Text extract:
————

Judicial passivity in wartime reached its nadir when the Court endorsed President Franklin D. Roosevelt’s internment of 70,000 Americans of Japanese descent during World War II. Breyer is quite right to see the 1944 Korematsu decision as among the most shameful in American history. This, however, is because the abused persons were American citizens who were not shown to pose a threat and who were treated far more harshly than white American descendants of the other enemy states, Germany and Italy.

That is, the shame lies in the failure to protect non-belligerent Americans within the Court’s jurisdiction. One might also take Korematsu as a cautionary tale about the Court’s fallibility, and thus the folly of vesting it with too much power. Not Justice Breyer, though: he rationalizes the case into a summons to judicial wartime interventions on behalf of anyone anywhere—including the enemy overseas.

————

[Point annotation records]

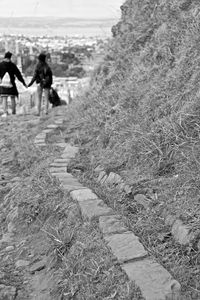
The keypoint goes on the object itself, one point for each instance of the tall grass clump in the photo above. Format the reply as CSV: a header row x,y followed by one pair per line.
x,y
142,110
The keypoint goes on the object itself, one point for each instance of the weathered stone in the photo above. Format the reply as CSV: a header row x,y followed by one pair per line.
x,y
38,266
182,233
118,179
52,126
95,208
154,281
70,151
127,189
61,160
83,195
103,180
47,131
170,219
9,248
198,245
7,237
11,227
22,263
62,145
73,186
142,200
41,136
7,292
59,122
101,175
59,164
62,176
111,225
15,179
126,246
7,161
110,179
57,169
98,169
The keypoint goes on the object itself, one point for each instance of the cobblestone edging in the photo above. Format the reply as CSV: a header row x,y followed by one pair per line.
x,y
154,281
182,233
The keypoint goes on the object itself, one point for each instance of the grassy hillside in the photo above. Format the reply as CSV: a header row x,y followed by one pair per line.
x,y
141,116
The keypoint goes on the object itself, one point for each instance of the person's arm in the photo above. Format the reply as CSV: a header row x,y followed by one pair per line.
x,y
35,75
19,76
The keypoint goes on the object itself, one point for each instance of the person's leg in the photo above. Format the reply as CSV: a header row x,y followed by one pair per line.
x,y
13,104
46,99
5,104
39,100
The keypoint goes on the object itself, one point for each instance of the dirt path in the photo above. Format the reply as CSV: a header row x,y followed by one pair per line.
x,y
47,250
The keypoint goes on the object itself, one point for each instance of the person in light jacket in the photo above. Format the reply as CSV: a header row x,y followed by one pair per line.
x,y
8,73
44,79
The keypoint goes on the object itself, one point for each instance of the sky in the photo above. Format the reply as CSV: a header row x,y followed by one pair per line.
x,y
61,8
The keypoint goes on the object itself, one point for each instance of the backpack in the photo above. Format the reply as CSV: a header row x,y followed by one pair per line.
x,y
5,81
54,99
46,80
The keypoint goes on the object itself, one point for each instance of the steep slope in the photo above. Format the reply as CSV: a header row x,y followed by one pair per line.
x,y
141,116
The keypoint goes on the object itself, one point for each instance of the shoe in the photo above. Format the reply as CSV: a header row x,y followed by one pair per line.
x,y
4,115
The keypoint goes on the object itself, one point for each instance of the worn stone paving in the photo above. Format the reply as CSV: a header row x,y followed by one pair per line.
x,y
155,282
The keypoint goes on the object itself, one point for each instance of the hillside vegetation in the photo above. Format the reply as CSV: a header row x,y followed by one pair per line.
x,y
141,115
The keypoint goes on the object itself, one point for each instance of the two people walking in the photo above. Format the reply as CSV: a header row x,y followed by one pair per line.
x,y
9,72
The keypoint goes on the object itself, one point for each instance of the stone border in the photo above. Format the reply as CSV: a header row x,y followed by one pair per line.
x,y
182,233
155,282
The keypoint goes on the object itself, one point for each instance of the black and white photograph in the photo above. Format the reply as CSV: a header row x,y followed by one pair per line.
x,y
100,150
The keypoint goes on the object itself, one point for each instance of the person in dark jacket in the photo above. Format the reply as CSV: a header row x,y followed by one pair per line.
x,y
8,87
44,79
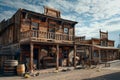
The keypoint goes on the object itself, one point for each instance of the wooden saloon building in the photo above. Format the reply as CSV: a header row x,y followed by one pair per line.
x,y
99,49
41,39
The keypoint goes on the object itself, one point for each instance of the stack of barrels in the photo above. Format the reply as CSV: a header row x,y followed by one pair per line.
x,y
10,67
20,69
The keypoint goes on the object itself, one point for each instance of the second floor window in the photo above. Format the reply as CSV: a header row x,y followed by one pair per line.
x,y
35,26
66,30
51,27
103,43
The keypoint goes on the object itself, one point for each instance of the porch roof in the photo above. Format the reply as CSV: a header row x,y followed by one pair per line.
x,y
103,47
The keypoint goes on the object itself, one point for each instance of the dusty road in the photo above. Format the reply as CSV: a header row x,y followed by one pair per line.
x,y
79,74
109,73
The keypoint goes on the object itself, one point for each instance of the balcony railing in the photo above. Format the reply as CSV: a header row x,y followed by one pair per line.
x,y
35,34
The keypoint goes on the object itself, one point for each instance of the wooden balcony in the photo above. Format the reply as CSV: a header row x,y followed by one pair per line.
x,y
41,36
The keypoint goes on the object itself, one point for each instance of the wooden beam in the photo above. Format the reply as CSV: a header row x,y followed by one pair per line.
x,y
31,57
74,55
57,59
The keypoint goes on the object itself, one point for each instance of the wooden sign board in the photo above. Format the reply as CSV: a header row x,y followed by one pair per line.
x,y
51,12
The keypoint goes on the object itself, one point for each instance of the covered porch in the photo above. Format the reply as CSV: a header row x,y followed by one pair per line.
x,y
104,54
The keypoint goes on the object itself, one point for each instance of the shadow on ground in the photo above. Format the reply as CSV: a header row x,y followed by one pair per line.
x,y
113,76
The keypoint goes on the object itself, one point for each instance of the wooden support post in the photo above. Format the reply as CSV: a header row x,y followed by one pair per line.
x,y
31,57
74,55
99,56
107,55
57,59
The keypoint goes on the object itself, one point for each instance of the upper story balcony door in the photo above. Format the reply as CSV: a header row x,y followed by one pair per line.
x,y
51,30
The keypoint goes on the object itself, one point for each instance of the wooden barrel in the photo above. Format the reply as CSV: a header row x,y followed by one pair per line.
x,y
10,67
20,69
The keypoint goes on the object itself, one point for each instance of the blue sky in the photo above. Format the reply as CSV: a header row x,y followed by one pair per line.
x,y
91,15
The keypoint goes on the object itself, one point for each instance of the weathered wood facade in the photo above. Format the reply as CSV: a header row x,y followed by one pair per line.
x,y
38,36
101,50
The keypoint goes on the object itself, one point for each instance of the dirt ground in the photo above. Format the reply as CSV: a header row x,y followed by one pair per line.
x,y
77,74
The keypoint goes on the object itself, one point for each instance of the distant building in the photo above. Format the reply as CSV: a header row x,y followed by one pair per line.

————

To do: Reproduce, word for word, the stretch of the passage on the Korematsu decision from "Judicial passivity in" through "Germany and Italy.".

Written response:
Judicial passivity in wartime reached its nadir when the Court endorsed President Franklin D. Roosevelt’s internment of 70,000 Americans of Japanese descent during World War II. Breyer is quite right to see the 1944 Korematsu decision as among the most shameful in American history. This, however, is because the abused persons were American citizens who were not shown to pose a threat and who were treated far more harshly than white American descendants of the other enemy states, Germany and Italy.